Action item:
How many lines in the records below include "resolution"? Answer with the number only.

** Opening The data block **

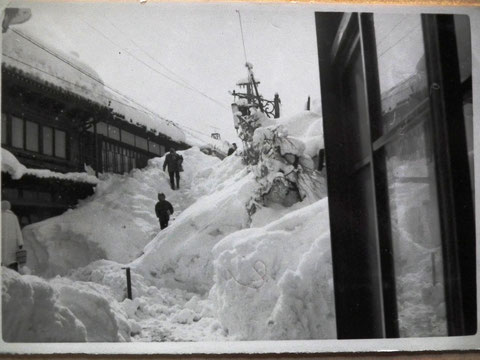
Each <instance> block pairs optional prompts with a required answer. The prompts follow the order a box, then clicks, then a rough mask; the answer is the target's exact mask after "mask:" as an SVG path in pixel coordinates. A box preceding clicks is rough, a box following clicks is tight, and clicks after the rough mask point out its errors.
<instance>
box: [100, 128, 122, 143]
mask: <svg viewBox="0 0 480 360" xmlns="http://www.w3.org/2000/svg"><path fill="white" fill-rule="evenodd" d="M97 131H98V129H97ZM108 137H109V138H110V139H114V140H118V141H120V129H119V128H118V127H116V126H113V125H108Z"/></svg>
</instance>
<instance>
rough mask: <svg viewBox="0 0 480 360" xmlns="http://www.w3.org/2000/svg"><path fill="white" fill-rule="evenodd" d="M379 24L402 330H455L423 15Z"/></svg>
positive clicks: (395, 17) (376, 15)
mask: <svg viewBox="0 0 480 360" xmlns="http://www.w3.org/2000/svg"><path fill="white" fill-rule="evenodd" d="M374 29H375V34H376V35H378V36H376V49H377V59H378V76H379V86H380V96H381V108H382V115H381V120H380V122H381V126H379V128H380V131H379V132H378V134H377V136H378V137H379V138H378V140H377V141H376V142H374V145H373V147H374V149H375V152H376V153H377V154H378V159H379V161H380V159H381V158H383V161H384V162H385V166H386V170H387V173H386V178H387V189H388V203H389V213H390V219H389V220H390V224H391V227H392V235H391V236H392V242H393V257H394V272H395V281H396V283H397V310H398V318H399V332H400V333H399V335H400V336H401V337H407V336H434V335H437V336H440V335H447V326H446V313H445V306H444V304H445V297H444V293H443V291H442V290H439V289H443V288H444V285H445V284H444V281H443V271H442V269H443V261H442V259H443V257H442V243H441V236H440V219H439V216H440V214H439V212H438V198H437V186H436V175H435V163H434V159H433V145H432V139H431V136H430V133H431V131H430V122H431V117H430V110H429V94H428V90H427V89H428V83H427V73H426V64H425V48H424V40H423V32H422V24H421V17H420V16H419V15H391V14H376V15H375V16H374ZM386 34H388V35H386ZM414 264H417V266H415V265H414ZM419 264H421V267H422V271H421V272H419V271H418V266H420V265H419ZM426 291H428V292H430V293H431V294H432V296H429V297H426V296H424V295H423V294H424V292H426ZM412 313H415V318H411V314H412ZM432 315H434V316H435V328H434V329H432V328H431V327H429V326H425V323H427V322H429V321H431V318H432ZM422 317H423V319H422Z"/></svg>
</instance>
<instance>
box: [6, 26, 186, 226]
mask: <svg viewBox="0 0 480 360" xmlns="http://www.w3.org/2000/svg"><path fill="white" fill-rule="evenodd" d="M1 105H2V106H1V117H2V132H1V134H2V148H3V149H5V150H7V151H9V152H10V153H11V154H13V155H14V156H15V157H16V158H17V159H18V161H19V162H20V163H21V164H22V165H24V166H26V167H27V168H31V169H46V170H50V171H52V172H56V173H71V172H84V171H86V169H90V170H91V171H92V172H95V173H96V174H97V175H98V174H101V173H118V174H123V173H127V172H129V171H131V170H132V169H134V168H142V167H145V166H146V165H147V162H148V160H149V159H150V158H153V157H156V156H162V155H163V154H164V153H165V151H166V150H167V149H169V148H172V147H173V148H175V149H177V150H182V149H186V148H188V145H187V144H186V143H185V142H184V141H185V135H184V134H183V133H182V131H181V130H180V129H179V128H177V127H176V126H175V124H173V123H171V122H168V121H166V120H163V119H161V118H157V119H156V118H155V116H154V115H152V114H149V113H147V112H144V111H143V110H138V109H137V108H135V107H134V106H133V105H132V104H130V103H129V102H128V101H127V100H119V99H118V98H117V97H115V96H114V95H113V94H112V93H111V92H108V91H107V89H106V88H105V86H104V84H103V81H102V80H101V78H100V77H99V76H98V75H97V74H96V73H95V71H94V70H93V69H91V68H90V67H88V66H87V65H85V64H84V63H82V62H81V61H80V60H79V59H78V58H77V57H76V56H75V54H65V53H63V52H60V51H58V50H54V49H52V48H51V47H49V46H47V45H45V44H43V43H42V42H40V41H39V40H38V39H35V38H34V37H31V36H30V35H26V34H23V33H21V32H18V31H13V30H11V29H10V30H9V31H8V32H7V33H5V34H4V36H3V57H2V104H1ZM94 186H95V184H94V183H87V182H82V181H76V180H65V179H63V180H61V179H58V178H55V177H52V178H49V177H36V176H34V175H26V176H23V177H22V178H20V179H13V178H12V176H11V174H9V173H7V172H4V171H2V199H6V200H9V201H10V202H11V203H12V208H13V210H14V211H15V212H16V213H17V215H19V217H20V220H21V223H22V225H26V224H29V223H32V222H36V221H39V220H42V219H44V218H47V217H50V216H54V215H58V214H60V213H62V212H64V211H65V210H66V209H68V208H69V207H71V206H73V205H75V204H76V203H77V201H78V199H81V198H84V197H86V196H88V195H90V194H92V193H93V188H94Z"/></svg>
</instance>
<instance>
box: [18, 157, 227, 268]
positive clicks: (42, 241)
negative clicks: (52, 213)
mask: <svg viewBox="0 0 480 360" xmlns="http://www.w3.org/2000/svg"><path fill="white" fill-rule="evenodd" d="M181 153H182V154H183V156H184V168H185V172H184V173H182V181H181V185H182V186H189V184H190V181H191V179H192V178H193V177H194V174H195V173H196V172H197V171H198V170H201V169H202V167H205V166H208V165H209V164H215V163H218V162H219V161H220V160H218V159H216V158H213V157H211V156H207V155H205V154H203V153H202V152H200V150H199V149H198V148H192V149H189V150H186V151H184V152H181ZM163 161H164V158H154V159H152V160H150V161H149V165H148V167H147V168H145V169H142V170H139V169H134V170H133V171H132V172H130V174H128V175H108V176H105V178H104V179H103V180H102V181H100V182H99V184H98V185H97V188H96V191H95V194H94V195H93V196H92V197H90V198H88V199H86V200H84V201H82V202H81V203H80V204H79V206H78V207H77V208H76V209H74V210H70V211H67V212H66V213H64V214H62V215H60V216H57V217H54V218H50V219H47V220H45V221H42V222H39V223H36V224H32V225H30V226H27V227H26V228H25V229H24V231H23V233H24V238H25V245H26V248H27V250H29V256H28V260H27V261H28V264H27V265H28V266H29V267H30V268H31V269H32V271H33V272H34V273H36V274H39V275H42V276H46V277H49V276H54V275H57V274H60V275H63V274H66V273H67V272H68V271H70V270H71V269H75V268H78V267H81V266H85V265H87V264H89V263H90V262H92V261H95V260H98V259H110V260H114V261H117V262H120V263H126V262H129V261H131V260H133V259H135V258H136V257H138V256H139V255H140V254H141V252H142V249H143V247H144V246H145V245H146V244H147V243H148V242H149V241H150V240H151V239H152V238H153V237H154V236H155V234H156V233H157V232H158V230H159V225H158V220H157V218H156V216H155V212H154V207H155V203H156V201H157V193H158V192H164V193H165V194H166V195H167V199H168V198H171V196H172V195H173V194H174V192H173V191H172V190H171V189H170V186H169V180H168V174H167V173H165V172H164V171H163V169H162V165H163ZM193 201H194V200H193V199H190V198H186V197H184V198H182V204H180V205H181V206H184V207H186V206H188V205H189V204H190V203H191V202H193ZM173 205H174V207H177V208H178V205H179V204H177V203H174V204H173Z"/></svg>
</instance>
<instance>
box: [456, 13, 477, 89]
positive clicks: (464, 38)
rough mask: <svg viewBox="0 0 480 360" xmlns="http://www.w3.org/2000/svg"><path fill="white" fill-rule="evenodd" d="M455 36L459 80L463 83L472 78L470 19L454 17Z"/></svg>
mask: <svg viewBox="0 0 480 360" xmlns="http://www.w3.org/2000/svg"><path fill="white" fill-rule="evenodd" d="M453 19H454V22H455V35H456V37H457V51H458V63H459V65H460V80H461V81H462V82H463V81H465V80H467V79H468V78H469V77H471V76H472V47H471V35H470V19H469V18H468V16H467V15H454V16H453Z"/></svg>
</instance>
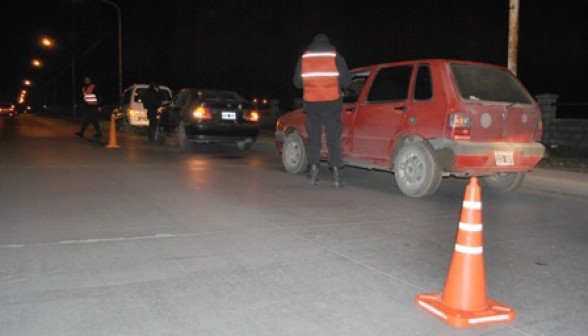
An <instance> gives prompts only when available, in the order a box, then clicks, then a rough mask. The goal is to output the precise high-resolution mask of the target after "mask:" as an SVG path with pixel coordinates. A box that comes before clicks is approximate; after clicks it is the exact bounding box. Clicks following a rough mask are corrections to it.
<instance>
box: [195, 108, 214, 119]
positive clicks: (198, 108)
mask: <svg viewBox="0 0 588 336" xmlns="http://www.w3.org/2000/svg"><path fill="white" fill-rule="evenodd" d="M192 115H193V116H194V118H196V119H198V120H211V119H212V114H210V109H209V108H208V107H204V106H199V107H197V108H196V109H195V110H194V112H193V113H192Z"/></svg>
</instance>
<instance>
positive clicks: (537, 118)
mask: <svg viewBox="0 0 588 336" xmlns="http://www.w3.org/2000/svg"><path fill="white" fill-rule="evenodd" d="M542 137H543V120H541V118H540V117H539V118H537V120H536V121H535V132H533V140H535V141H537V142H541V138H542Z"/></svg>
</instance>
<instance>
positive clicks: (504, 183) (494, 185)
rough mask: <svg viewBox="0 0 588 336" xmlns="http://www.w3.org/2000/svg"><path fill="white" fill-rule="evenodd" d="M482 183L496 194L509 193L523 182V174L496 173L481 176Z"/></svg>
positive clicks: (523, 176)
mask: <svg viewBox="0 0 588 336" xmlns="http://www.w3.org/2000/svg"><path fill="white" fill-rule="evenodd" d="M481 179H482V182H483V183H484V185H485V186H487V187H488V188H489V189H491V190H494V191H498V192H509V191H513V190H516V189H518V188H519V187H520V186H521V185H522V184H523V181H524V180H525V173H524V172H520V173H498V174H494V175H490V176H482V177H481Z"/></svg>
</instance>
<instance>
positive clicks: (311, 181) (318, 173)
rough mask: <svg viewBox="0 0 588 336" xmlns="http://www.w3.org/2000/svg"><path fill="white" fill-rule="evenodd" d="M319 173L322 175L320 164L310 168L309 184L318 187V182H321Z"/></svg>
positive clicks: (308, 177)
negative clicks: (319, 176) (316, 185)
mask: <svg viewBox="0 0 588 336" xmlns="http://www.w3.org/2000/svg"><path fill="white" fill-rule="evenodd" d="M319 173H320V167H319V165H318V164H316V163H313V164H311V165H310V167H308V175H307V178H308V182H309V183H310V184H312V185H317V184H318V181H319Z"/></svg>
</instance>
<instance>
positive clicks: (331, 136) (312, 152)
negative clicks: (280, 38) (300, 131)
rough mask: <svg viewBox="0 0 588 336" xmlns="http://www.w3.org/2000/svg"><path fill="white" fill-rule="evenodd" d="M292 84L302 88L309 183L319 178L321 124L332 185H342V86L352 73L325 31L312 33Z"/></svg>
mask: <svg viewBox="0 0 588 336" xmlns="http://www.w3.org/2000/svg"><path fill="white" fill-rule="evenodd" d="M293 82H294V86H296V87H297V88H301V89H302V90H303V107H304V112H305V113H306V116H307V117H306V124H305V126H306V133H307V136H308V146H307V157H308V170H307V177H308V180H309V182H310V183H311V184H312V185H317V184H318V182H319V173H320V165H319V161H320V150H321V137H322V130H323V127H324V129H325V132H326V135H327V147H328V150H329V167H330V169H331V176H332V177H333V182H334V184H335V187H337V188H339V187H342V186H343V185H344V182H343V179H342V177H341V169H342V168H343V154H342V153H341V133H342V131H343V124H342V122H341V109H342V108H343V94H342V93H341V90H342V89H345V88H348V87H349V86H350V85H351V74H350V72H349V68H348V67H347V63H346V62H345V58H343V56H342V55H341V54H339V53H338V52H337V51H336V49H335V47H334V46H333V45H332V44H331V43H330V42H329V39H328V37H327V36H326V35H324V34H319V35H317V36H315V37H314V39H313V41H312V43H311V44H310V45H309V46H308V48H307V50H306V51H305V52H304V53H303V54H302V56H300V58H299V59H298V64H297V65H296V70H295V71H294V78H293Z"/></svg>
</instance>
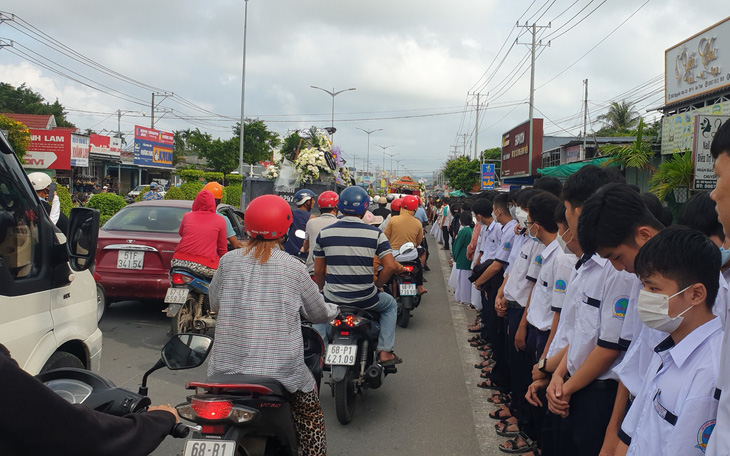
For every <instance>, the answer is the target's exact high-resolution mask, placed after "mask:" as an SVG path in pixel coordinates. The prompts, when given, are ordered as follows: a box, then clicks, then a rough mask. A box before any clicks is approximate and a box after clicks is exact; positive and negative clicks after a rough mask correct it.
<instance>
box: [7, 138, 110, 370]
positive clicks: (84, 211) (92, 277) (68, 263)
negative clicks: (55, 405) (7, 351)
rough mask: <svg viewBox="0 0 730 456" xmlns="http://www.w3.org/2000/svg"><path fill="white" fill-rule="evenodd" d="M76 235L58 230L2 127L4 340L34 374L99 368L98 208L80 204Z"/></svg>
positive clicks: (73, 219)
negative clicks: (68, 238)
mask: <svg viewBox="0 0 730 456" xmlns="http://www.w3.org/2000/svg"><path fill="white" fill-rule="evenodd" d="M69 219H70V221H69V233H68V234H69V239H68V242H65V241H66V240H65V238H64V236H63V235H62V234H58V235H57V233H56V232H54V230H55V227H54V225H53V222H51V220H50V219H49V218H48V216H47V215H46V213H45V210H44V209H43V207H42V206H41V204H40V202H39V200H38V197H37V196H36V194H35V192H34V191H33V188H32V187H31V185H30V181H29V180H28V178H27V176H26V174H25V172H24V171H23V168H22V167H21V166H20V162H19V161H18V158H17V157H16V155H15V152H14V151H13V149H12V147H11V146H10V144H9V143H8V141H7V139H5V136H3V134H1V133H0V344H3V345H5V346H6V347H7V348H8V350H10V354H11V355H12V356H13V358H14V359H15V360H16V361H18V364H20V367H22V368H23V369H25V370H26V371H27V372H29V373H30V374H33V375H35V374H38V373H39V372H41V371H45V370H50V369H55V368H58V367H79V368H86V369H90V370H92V371H98V370H99V361H100V359H101V331H100V330H99V328H98V326H97V318H96V316H97V300H96V286H95V283H94V278H93V276H92V274H91V272H90V271H89V270H88V269H89V267H90V266H91V265H93V263H94V254H95V252H96V238H97V233H98V226H99V222H98V219H99V213H98V211H96V210H94V209H88V208H74V209H73V210H72V212H71V217H70V218H69Z"/></svg>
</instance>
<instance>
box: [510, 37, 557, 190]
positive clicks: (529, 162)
mask: <svg viewBox="0 0 730 456" xmlns="http://www.w3.org/2000/svg"><path fill="white" fill-rule="evenodd" d="M517 27H522V28H525V29H527V30H528V31H529V32H530V33H532V43H531V44H530V45H529V46H530V47H531V52H530V54H531V57H530V144H529V148H528V157H529V158H528V166H529V168H528V171H527V175H528V176H531V175H532V151H533V146H534V145H533V139H534V138H533V131H532V130H533V128H532V118H533V110H534V108H535V48H536V47H537V46H548V47H549V46H550V42H549V41H548V44H542V40H540V41H539V42H535V40H536V39H537V38H536V37H537V29H542V28H550V23H549V22H548V25H536V24H535V23H533V24H532V25H528V24H527V23H525V25H520V23H519V22H517ZM515 43H516V44H527V43H520V42H518V41H517V40H515Z"/></svg>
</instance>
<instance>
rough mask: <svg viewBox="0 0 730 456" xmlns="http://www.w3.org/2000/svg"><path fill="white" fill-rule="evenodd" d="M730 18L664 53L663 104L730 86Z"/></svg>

** Closing The data block **

Written answer:
2